**Short task a**
In the forum thread on salary in employment letters, what does armandra say should go with the letter?

**Document segment**
__________

# Does salary have to be mentioned in refrence and employment Letter? DIAC



## JBY (May 17, 2011)

Hi, i am preparing for my DIAC application. 

I have a recent employment letter (does not mention salary) , mentions all other details
I have reference letter (same i used for ACS) does not mention salary, mentions all other details

But i have payslips (from current employer) and bank statements to prove the salary.

Is this acceptable ? I don't want any delays from DIAC just because one simple thing is mising, otherwise i'll try to get a new reference letter (it was v difficult to get it in the first place)

Thanks !


----------



## armandra (Nov 27, 2009)

JBY said:


> Hi, i am preparing for my DIAC application.
> 
> I have a recent employment letter (does not mention salary) , mentions all other details
> I have reference letter (same i used for ACS) does not mention salary, mentions all other details
> ...


Just the letter would do, plus salary slips and bank statements and IT returns. Good luck! 


armandra!


----------



## JBY (May 17, 2011)

armandra said:


> Just the letter would do, plus salary slips and bank statements and IT returns. Good luck!
> 
> 
> armandra!


thanks so much Armandra, i will proceed with using the letter that is missing the salary details. thanks.


----------



## himreen (Feb 9, 2013)

HI, I am planning to lodge an application for Australia PR.

1) if I don't have salary slip or bank statement to prove salary. Is letter mentioning salary form my employee is sufficient?

__________

**Information provided**
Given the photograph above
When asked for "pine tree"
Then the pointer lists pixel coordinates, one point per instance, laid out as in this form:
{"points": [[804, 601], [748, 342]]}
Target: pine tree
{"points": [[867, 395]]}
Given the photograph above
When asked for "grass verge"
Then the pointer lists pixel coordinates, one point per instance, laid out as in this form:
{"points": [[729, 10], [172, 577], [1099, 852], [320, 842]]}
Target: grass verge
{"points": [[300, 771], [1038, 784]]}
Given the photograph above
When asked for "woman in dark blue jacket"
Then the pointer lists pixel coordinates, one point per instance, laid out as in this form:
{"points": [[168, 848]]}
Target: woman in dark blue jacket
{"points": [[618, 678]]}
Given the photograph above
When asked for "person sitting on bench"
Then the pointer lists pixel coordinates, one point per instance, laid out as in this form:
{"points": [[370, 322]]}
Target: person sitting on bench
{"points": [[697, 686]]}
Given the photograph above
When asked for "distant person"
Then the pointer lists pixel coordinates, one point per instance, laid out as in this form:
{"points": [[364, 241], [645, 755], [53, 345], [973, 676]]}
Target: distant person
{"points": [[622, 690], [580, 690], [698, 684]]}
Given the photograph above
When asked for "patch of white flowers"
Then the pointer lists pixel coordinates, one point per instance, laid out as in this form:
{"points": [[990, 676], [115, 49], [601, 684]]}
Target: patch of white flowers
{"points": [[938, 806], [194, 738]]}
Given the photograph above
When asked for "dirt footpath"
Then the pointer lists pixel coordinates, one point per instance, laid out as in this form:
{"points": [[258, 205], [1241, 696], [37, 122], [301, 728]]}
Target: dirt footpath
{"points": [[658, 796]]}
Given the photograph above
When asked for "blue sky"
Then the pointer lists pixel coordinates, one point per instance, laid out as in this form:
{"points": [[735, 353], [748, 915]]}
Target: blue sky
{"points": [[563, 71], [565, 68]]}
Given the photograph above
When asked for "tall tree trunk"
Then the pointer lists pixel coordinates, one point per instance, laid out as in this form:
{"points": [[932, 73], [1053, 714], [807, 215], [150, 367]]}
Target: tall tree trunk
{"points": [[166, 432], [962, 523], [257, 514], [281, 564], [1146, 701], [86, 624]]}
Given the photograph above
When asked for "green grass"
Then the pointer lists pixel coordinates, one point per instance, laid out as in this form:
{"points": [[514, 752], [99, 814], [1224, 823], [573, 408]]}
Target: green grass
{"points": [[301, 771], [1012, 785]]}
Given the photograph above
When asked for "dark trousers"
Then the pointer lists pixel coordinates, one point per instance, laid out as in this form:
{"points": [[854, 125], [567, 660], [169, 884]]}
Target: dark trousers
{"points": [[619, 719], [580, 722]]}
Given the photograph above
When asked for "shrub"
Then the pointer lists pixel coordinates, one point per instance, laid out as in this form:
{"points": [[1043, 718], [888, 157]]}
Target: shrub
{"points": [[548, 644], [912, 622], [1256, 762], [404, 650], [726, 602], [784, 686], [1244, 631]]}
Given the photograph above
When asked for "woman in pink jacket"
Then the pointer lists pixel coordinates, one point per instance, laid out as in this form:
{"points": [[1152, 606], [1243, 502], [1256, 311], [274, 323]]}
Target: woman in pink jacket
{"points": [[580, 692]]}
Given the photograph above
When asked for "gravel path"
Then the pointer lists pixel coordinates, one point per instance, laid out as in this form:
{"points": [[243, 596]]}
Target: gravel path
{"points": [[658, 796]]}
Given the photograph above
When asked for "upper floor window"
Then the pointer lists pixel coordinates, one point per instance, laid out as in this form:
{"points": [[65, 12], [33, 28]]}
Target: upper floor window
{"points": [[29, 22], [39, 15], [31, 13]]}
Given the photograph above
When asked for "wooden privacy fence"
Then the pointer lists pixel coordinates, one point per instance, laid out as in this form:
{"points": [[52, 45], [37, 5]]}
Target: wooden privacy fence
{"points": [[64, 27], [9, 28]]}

__________

**Short task b**
Show each line of the records that contains the string "fence".

**Correct output a**
Salary slips, bank statements, and IT returns.

**Correct output b**
When asked for "wooden privacy fence"
Target: wooden privacy fence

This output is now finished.